Selected text:
»»

# How to cut 3/4" thick slab of marble?



## AtlanticWBConst. (May 12, 2006)

tigerbalm2424 said:


> I have two 20"X30"X3/4" pieces of marble that I need to cut. Whats the most economical way to cut this stuff? :whistling2:


 
Here is a thread on this:

http://www.diychatroom.com/showthread.php?t=1844&highlight=Cutting+marble

http://www.diychatroom.com/JPI Balance


----------



## Zel1 (Mar 21, 2007)

We just did some of this. I used a circ saw with a diamond masonry blade for some rough cuts and a wet tile saw for the finish cuts. I had to send one piece out to have a bullnose edge cut on it and have it polished. I spoke at length about this to a guy from Defusco Supply (http://www.defusco.com/). One tip he gave me was that if you cut a piece of polished marble/granite and you only need a square cut, you can use a good, glossy, stone sealer to mimic the polished look. He said this works good on edges, but doesnt cut it on top serfaces. I also looked into the router bits for bullnosing, but they are very expensive and I'm sure there is a learning curve to it. Not many people want to "practice" on such an expensive material.


----------



## tigerbalm2424 (Feb 28, 2007)

Well, Im getting it cheap so Im not too worried about it. My cut is not a straight cut and I am not worried about a polished look on this cut as it will be butting up against some and will be hidden. I will look into the diamond masonry blade for my makita I guess. :yes:


----------



## Zel1 (Mar 21, 2007)

Go slow! lol The saw doesnt want to move fast at all. If its not a straight cut, you will probably have to make a bunch of small cuts to get the "curve" you want


----------



## handy man88 (Jan 23, 2007)

Might have to ensure the cut area is cooled with water too while cutting.


----------



## arall (Jan 18, 2013)

««

Records supplied:
»»

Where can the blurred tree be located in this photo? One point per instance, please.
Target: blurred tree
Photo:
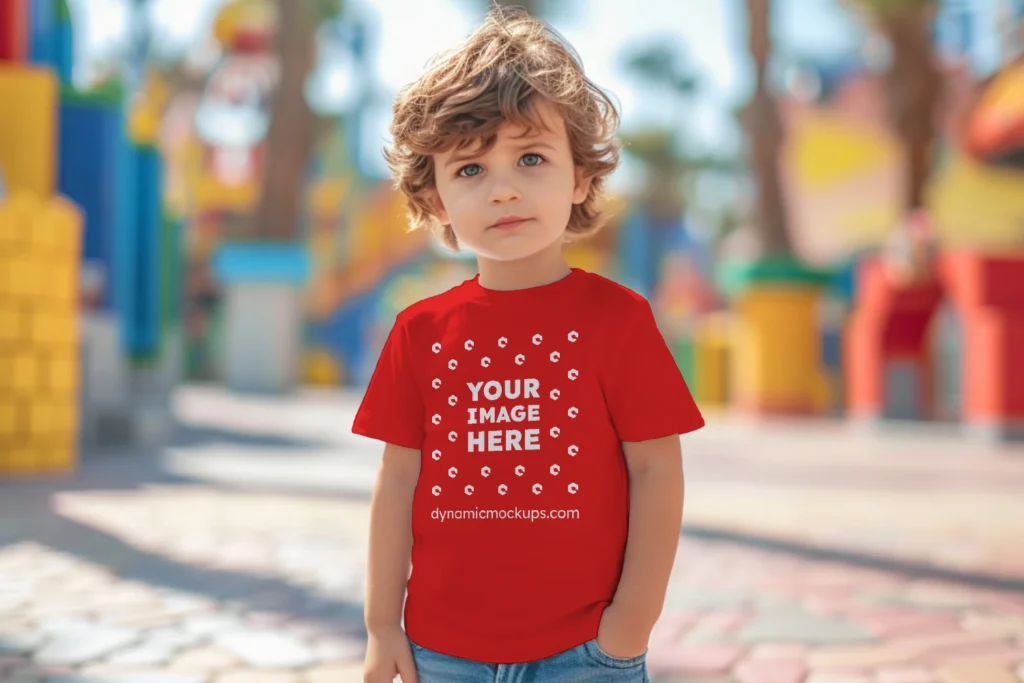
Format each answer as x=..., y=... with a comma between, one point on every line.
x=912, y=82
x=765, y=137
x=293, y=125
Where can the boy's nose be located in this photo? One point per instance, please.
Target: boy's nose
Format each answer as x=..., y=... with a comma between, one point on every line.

««

Tasks to complete:
**a.** Convert every line of the records in Block 1 into a JSON list of strings, one string per line, skipping blank lines. Leave out the picture line.
**b.** Carry on the forum thread about cutting a marble slab, starting right after its final line.
The thread and the records were taken from separate, unrelated sources.

Solved problems:
**a.**
[
  "Where can the blurred tree be located in this photo? One point per instance, please.",
  "Target: blurred tree",
  "Photo:",
  "Format each answer as x=..., y=... with a comma between, one point on every line.",
  "x=912, y=82",
  "x=765, y=137",
  "x=293, y=125",
  "Where can the boy's nose be located in this photo? One point per instance, please.",
  "Target: boy's nose",
  "Format each answer as x=..., y=... with a comma between, one point on every line."
]

**b.**
a cheaper way to cut this tile if you have off-cuts or broken tiles that you need to cut into square or rectangle shapes. the edges won't be as smooth as with expensive ways of cutting - however your results would be good enough to use the end products in 'non esthetic' areas.
1. place tile on level surface
2. mark with marker pen the line you need to cut on the polished surface
3. cut with angle grinder (small type) (masonry disc) lighty along the line to get an initial groove.
4. now cut deeper up about 2-3mm deep.
5. cut about 5mm deep on the the 'thickness' sides of the tile
6. turn the tile around, and repeat 2. - 4. above
7. place tile now on solid surface with the polished side facing you.
8. the cut line should more or less line up with the edge of your solid bottom surface
9. with a heavy (5lbs plus) metal hammer hit the peace that needs to be broken off with ONE GOOD blow in the middle of the piece to be discarded 
10. when completed you could finish off the sides by grinding with the same grinding disc or a larger disc. 
11. you may either duco or use special stone 'putty' if you need a smoother effect. (colour of choice)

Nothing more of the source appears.